- **Instructions to follow**
Edit the items below by replacing "photograph" with "image" throughout, keeping every other word the same. Leave the pictures out of your answer.
──────── Material supplied
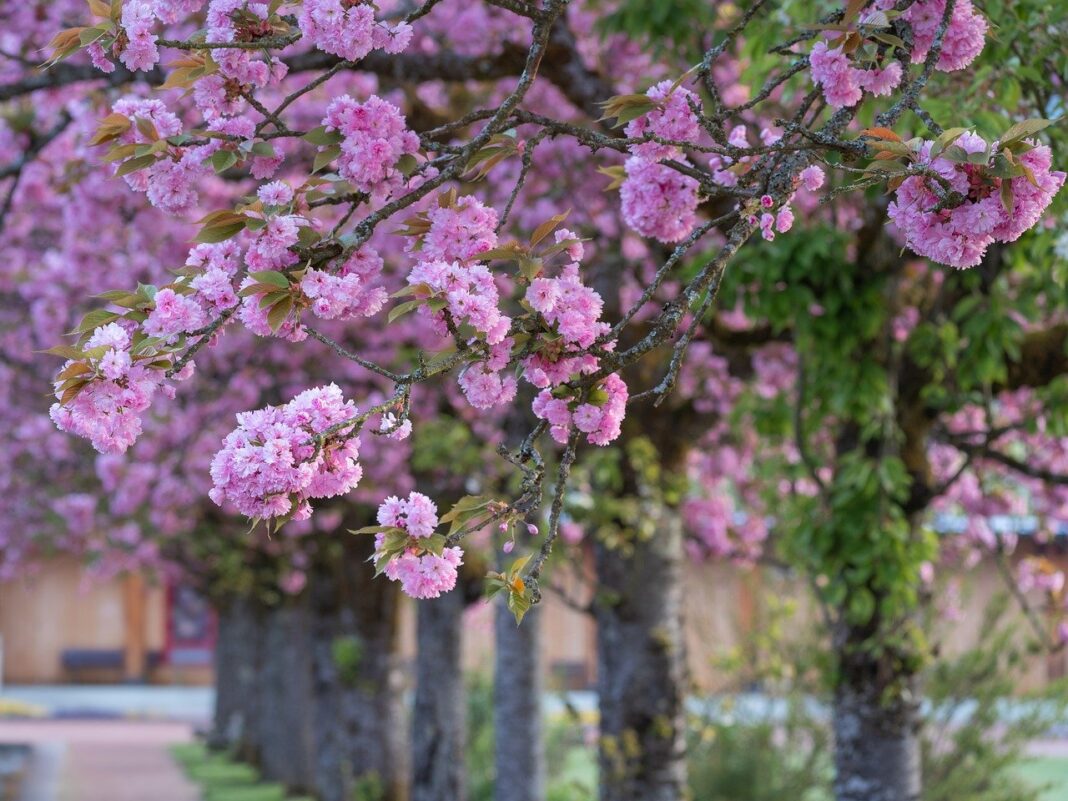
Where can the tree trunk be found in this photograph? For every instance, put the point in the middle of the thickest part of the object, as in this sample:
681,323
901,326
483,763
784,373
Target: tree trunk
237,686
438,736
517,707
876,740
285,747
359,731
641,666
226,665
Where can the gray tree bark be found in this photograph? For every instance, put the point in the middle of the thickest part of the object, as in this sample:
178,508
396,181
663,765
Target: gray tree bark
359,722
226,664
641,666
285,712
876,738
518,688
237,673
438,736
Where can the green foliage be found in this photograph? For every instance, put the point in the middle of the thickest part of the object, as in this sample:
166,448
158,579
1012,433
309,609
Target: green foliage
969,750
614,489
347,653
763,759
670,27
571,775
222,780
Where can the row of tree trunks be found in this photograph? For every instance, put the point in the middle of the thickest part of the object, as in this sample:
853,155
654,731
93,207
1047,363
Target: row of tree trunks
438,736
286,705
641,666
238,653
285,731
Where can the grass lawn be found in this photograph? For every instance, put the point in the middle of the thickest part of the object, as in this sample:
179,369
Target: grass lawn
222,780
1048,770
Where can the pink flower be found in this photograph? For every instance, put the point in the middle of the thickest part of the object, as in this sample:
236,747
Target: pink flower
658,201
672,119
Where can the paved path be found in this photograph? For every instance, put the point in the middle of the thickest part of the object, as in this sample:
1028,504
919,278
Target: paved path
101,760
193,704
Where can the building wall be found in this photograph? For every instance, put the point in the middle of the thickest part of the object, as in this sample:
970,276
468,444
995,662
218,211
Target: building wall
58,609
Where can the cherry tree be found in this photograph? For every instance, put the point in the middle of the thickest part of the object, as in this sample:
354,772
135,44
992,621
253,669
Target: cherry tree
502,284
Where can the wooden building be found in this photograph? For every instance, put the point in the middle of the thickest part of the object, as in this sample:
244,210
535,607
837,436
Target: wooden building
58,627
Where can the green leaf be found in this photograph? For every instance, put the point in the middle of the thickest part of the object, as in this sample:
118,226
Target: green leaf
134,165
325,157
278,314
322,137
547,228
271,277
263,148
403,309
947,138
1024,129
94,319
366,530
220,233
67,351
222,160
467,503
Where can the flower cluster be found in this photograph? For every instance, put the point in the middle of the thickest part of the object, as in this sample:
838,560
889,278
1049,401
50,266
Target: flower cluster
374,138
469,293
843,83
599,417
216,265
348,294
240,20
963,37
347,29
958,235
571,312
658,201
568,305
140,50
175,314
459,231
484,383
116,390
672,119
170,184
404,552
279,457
────────────────
- **Output for this task**
Where can the tree trunk be found in this image? For every instance, put the point in the middle of the thickest part of the object, as in this sample:
681,323
901,326
483,763
784,373
Target: tree trunk
237,686
438,736
517,707
876,740
285,747
359,731
641,666
226,665
Where can the gray tree bark be found in this image? For every instance, put the point in the middle of the thickest part of the object, as in this sample:
178,508
396,181
663,765
Target: gray tree bark
359,722
226,664
641,666
285,712
876,738
518,688
237,673
438,736
Where can the green foliage be found in this image? For every instance, put the point in the middle of the thickest part of the object, as in this sample:
166,448
158,579
1012,433
309,609
Target: green foliage
969,750
614,489
347,653
763,759
670,27
571,775
222,780
Where can the row of tree trunks be found in this image? For every instance, put the point in the middle of the thickest part of the object, as in this sample:
853,155
654,731
93,207
1047,363
Target: row of tree trunks
438,736
286,705
641,666
238,653
285,731
Where can the grass lawn be found in this image? For every instance, put the point in the middle of the thickest part of the object, as in this sample:
179,369
Target: grass lawn
222,780
1048,770
Where can the pink flower be found in this image? For every instance, put the point in the middle of the thickest part of the object, as in this sample:
236,747
Target: pink flower
658,201
672,119
Where can the paved path be found in this image? For every instance, put the point in the middle of the thickest part of the object, as in this sample:
1028,504
919,278
Target: paved path
101,760
193,704
Where can the building wall be found in this image? For every instance, put the point in the middle of the thickest part of the object, as in this sample:
970,276
468,444
995,662
218,211
Target: building wall
58,609
Where can the cherry tree be found in this image? For every instance, put the point in the middle of the thickest part of the object, as in this sample:
354,772
135,44
992,621
253,669
Target: cherry tree
502,284
Where can the wooden building be found in this image? For every instance, put the point in the middle of the thickest part of the object, as in this sample:
244,210
535,607
837,436
Target: wooden building
58,627
Where can the green leaf be found in this image? For every instance, put the point in the middle of the thickest part of the object, as in this sample:
118,226
Target: green leaf
134,165
325,157
278,314
322,137
547,228
271,277
263,148
403,309
947,138
1024,129
94,319
366,530
220,233
67,351
222,160
467,503
Where can the flower cluster be found in this image? For every instance, put the point in the middle of the thickest part of the object, as in this sample:
838,560
889,278
1049,401
50,266
Target: flower cluster
374,138
469,293
843,83
599,417
216,265
348,294
240,20
963,37
347,29
958,235
571,312
658,201
568,305
140,50
175,314
459,231
484,383
116,390
672,119
170,184
404,552
279,457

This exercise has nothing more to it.